Material shown Block Start

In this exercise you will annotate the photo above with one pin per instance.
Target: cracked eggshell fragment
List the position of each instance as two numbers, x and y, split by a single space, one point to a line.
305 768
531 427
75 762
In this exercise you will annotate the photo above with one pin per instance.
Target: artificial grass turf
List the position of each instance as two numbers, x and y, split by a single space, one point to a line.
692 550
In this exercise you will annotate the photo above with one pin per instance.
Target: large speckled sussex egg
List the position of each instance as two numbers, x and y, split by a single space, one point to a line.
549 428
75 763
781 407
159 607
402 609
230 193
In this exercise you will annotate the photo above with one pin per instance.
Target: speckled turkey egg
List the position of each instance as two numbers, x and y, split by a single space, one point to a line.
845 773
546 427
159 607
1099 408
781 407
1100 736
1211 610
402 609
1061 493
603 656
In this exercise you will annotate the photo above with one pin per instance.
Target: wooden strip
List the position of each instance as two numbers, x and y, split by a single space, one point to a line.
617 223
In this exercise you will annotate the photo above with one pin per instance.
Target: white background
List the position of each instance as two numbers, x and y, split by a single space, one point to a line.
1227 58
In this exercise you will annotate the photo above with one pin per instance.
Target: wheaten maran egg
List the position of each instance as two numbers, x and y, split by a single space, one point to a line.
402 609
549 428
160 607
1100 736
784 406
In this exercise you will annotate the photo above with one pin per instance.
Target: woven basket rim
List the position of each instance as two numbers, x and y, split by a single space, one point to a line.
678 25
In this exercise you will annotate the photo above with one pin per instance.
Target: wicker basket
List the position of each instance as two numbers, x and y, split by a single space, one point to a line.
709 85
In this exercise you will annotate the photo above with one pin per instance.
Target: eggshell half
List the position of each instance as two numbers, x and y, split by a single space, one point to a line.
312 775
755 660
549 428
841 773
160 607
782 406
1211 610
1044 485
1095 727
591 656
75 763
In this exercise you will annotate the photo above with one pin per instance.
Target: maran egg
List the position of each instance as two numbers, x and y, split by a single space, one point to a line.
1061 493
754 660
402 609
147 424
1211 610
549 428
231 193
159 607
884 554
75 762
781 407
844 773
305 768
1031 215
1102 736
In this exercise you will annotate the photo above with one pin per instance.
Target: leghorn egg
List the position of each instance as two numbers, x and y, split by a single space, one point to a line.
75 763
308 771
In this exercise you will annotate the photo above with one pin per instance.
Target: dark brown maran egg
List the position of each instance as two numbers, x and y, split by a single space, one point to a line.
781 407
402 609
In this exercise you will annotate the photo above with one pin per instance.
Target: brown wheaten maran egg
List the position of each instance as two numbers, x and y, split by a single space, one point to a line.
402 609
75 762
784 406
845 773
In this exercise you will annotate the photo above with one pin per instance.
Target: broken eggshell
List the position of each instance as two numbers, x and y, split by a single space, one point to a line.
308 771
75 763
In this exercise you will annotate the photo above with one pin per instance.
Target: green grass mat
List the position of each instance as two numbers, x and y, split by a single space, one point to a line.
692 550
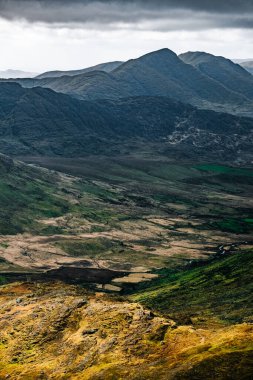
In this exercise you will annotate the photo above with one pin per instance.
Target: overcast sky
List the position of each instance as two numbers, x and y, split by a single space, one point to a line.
40 35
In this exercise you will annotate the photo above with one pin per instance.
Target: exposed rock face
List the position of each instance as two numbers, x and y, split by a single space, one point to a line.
64 332
40 122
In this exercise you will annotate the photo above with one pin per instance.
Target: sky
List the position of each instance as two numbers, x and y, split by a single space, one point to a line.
41 35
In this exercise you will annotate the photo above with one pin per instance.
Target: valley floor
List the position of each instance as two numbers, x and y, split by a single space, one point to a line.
127 268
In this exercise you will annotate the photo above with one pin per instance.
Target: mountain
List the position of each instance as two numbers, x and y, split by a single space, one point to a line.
222 70
160 73
107 67
6 74
40 121
248 65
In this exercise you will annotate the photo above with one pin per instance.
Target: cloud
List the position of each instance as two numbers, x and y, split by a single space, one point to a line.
161 15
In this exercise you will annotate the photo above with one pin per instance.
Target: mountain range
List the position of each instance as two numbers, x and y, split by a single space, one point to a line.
6 74
248 65
107 67
39 121
225 87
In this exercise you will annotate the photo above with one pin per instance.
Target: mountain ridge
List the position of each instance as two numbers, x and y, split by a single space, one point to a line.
159 73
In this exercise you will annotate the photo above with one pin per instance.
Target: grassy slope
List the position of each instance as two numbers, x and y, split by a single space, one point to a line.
219 291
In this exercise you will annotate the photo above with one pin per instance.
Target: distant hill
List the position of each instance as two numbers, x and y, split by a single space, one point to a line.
160 73
222 70
40 121
6 74
248 65
107 67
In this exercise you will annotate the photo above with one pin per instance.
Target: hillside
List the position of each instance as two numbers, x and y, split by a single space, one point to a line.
160 73
57 331
42 122
224 71
248 65
5 74
107 67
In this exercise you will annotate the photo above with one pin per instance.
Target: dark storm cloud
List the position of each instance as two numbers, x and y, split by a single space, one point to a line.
143 14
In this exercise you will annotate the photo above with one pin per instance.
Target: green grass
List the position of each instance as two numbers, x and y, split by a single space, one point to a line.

Material shown Block End

■ Work to be completed
The finished copy should match the data above word for word and contain no pictures.

■ Solved problem
In this exercise you will annotate the photo above with one pin per instance.
Target: cracked eggshell fragment
List the position of each instance as two numbers, x and y, split by a single space, one point to a line.
305 768
531 427
75 762
In this exercise you will annotate the photo above with one pin per instance.
Target: artificial grass turf
List the position of each instance as two numbers, x and y, split by a single space, one point to a line.
692 550
In this exercise you will annotate the photo above with one pin per instance.
Target: large speckled sussex egg
List the position of each instance as two numbers, x and y, split by a single space, one point to a line.
549 428
75 763
781 407
159 607
402 609
230 193
In this exercise you will annotate the photo above with one pin per instance.
Target: speckled turkey egg
List the position of each instance as two numbers, x and y, split by a single space, one point to a line.
845 773
546 427
159 607
1099 408
781 407
1100 736
1211 610
402 609
1061 493
603 656
In this exercise you will annotate the photo above with one pin per instance.
Target: wooden strip
List the position of each instance as two numbers, x and y, split by a single space, one point to a line.
617 223
In this exercise you will annotate the photo above with one pin per instance.
Target: white background
List the position of each instance as two numbers, x and y, split by a single space, one point to a line.
1227 58
In this exercise you will annotate the photo above with one pin per instance.
Target: wheaten maran egg
List the position of each instance as two numbers, x and y, split by a single space, one point to a line.
402 609
549 428
160 607
1100 736
784 406
In this exercise you will annotate the photo above with one pin per instance.
Target: woven basket rim
List the position of each instance as two numbers, x and y, split by a single space, one point to a line.
678 25
In this exercise you will annotate the photo above with one pin per instance.
Target: wicker basket
List the position of each instance as two numbers, x and y, split by a single space, one point to a line.
709 85
In this exercise you will annotate the photo above with one pin per instance.
Target: eggshell half
List the position of each instance as two numbers, x and y, split by a single space, one point to a line.
312 775
755 660
549 428
841 773
160 607
782 406
1211 610
1044 485
1095 727
591 656
75 763
In this exercise you will annotate the photo above with one pin per instance.
Target: maran egg
List the position of each instance as two numbers, x and y, split by a single space, one point to a line.
1061 493
754 660
402 609
147 424
1211 610
549 428
231 193
159 607
884 554
75 762
781 407
844 773
305 768
1031 215
1102 736
In this exercise you will annotate the photo above with one pin per instance.
Target: leghorn egg
List the position of each instance as two numbers, x and y, split by a single space, one point to a line.
75 763
308 771
In this exercise you will annotate the photo above with one pin per instance.
Target: dark brown maran egg
List the position of each instance as two numbers, x and y, split by a single space, one point to a line.
781 407
402 609
In this exercise you will annotate the photo above with one pin per instance.
Target: brown wheaten maran egg
List the position of each instance as two numbers, x and y, split by a single space, one point to a line.
402 609
75 762
784 406
845 773
In this exercise you will annotate the photo above with one pin per instance.
Target: broken eggshell
List the position of each instance as two numbers, x and y, split by a single space, one point to a line.
308 771
75 763
In this exercise you will annotate the photo above with one pin per instance.
Target: green grass mat
List the position of each instance as two numbers, x and y, split by a single space, one point to a line.
692 550
In this exercise you will annotate the photo above with one pin per instance.
Target: overcast sky
List the position of each instance as two numbers, x and y, split by a single space, one point to a line.
40 35
In this exercise you will annotate the photo above with one pin per instance.
Target: exposed rock face
List the position of each instance as two numbers, x and y, split by a single space, one point to a line.
64 332
40 122
In this exercise you will annotate the photo above with one pin per instance.
Target: sky
List the position of each instance as two numbers, x and y, split by a single space, one point to a line.
41 35
In this exercise you will annotate the photo above with one pin per instance.
Target: valley floor
List the position of each instance as two numbers, x and y, split by a single space, one point to a line.
127 268
In this exercise you will annotate the photo above with one pin per instance.
Target: mountain
List the position of each instance as two numbers, x and y, split by a single space, one point to a line.
222 70
160 73
107 67
6 74
40 121
248 65
In this exercise you will annotate the photo above with one pin per instance.
Target: cloud
List the position of each instance as two numbers, x and y, split by a single space, one point to a line.
161 15
In this exercise you will annotate the photo above with one pin per instance.
Target: mountain range
List the position of each instance as two numbers, x and y, split by a single space, one point to a line.
6 74
248 65
107 67
39 121
225 87
In this exercise you will annotate the photo above with one pin per instance.
Target: mountain ridge
List the position of each instance as two numbers, x and y, split by a single space, one point to a line.
159 73
In this exercise you will annotate the photo above with one pin per instance.
Target: grassy slope
List the position of each instance as two numbers, x and y, split by a single space, one point to a line.
219 291
In this exercise you will annotate the photo above with one pin per instance.
Target: distant hill
List the position of each instance as two numbers, x and y, split by a single space, one point to a line.
160 73
222 70
40 121
6 74
248 65
107 67
In this exercise you will annotate the photo above with one pin per instance.
Target: hillside
List the position of each instance as two numbers, x and y, split by a single space, one point to a line.
160 73
57 331
42 122
224 71
248 65
5 74
107 67
In this exercise you will annotate the photo above with one pin per instance.
Target: dark storm cloud
List the position of each instance as two numbers, x and y, split by a single space, one point to a line.
143 14
In this exercise you will annotate the photo above with one pin per instance.
Target: green grass
List the position of each instance as two numbers, x and y, split by a single space, one point to a line.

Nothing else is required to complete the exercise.